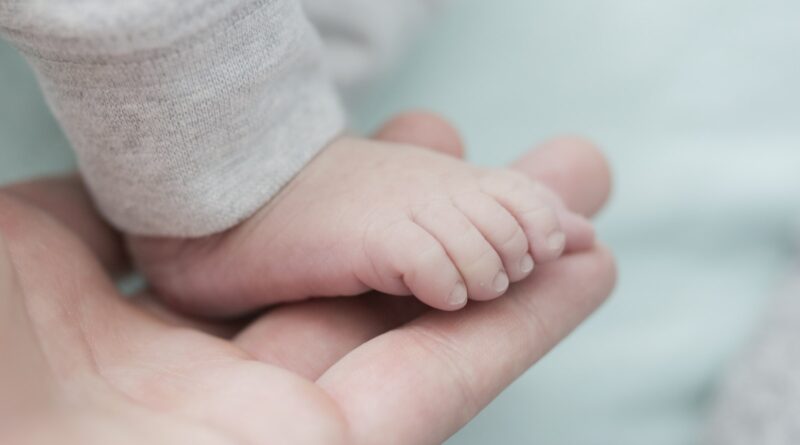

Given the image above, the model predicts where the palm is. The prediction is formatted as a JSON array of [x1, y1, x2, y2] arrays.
[[0, 117, 613, 444]]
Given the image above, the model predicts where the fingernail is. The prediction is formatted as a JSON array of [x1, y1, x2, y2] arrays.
[[547, 232, 567, 252], [519, 253, 533, 274], [447, 282, 467, 307], [492, 272, 508, 293]]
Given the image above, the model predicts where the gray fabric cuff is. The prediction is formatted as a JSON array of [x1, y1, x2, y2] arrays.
[[0, 0, 344, 237]]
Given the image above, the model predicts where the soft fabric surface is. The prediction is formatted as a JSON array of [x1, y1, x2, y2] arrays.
[[0, 0, 800, 445]]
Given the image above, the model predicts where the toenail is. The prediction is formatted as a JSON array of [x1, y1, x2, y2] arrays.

■ ■ ■

[THE REQUEST] Please give back only the lines from the one containing "Given the image above, the model predicts where the gray" up to and including the one containing "[[0, 0, 800, 445]]", with "fabric" renamed to "cloth" and everything else unchanged.

[ANSWER TO THE PROBLEM]
Given the image above, the model predicts where the gray cloth cuff is. The prediction is formatted as a JSON array of [x1, y1, x2, y2] arrays.
[[0, 0, 344, 237]]
Given the image above, the model predicts where the soft cloth surface is. The prediction is formatted as a JSON array of [x1, y1, x2, y2] arrays.
[[0, 0, 800, 445]]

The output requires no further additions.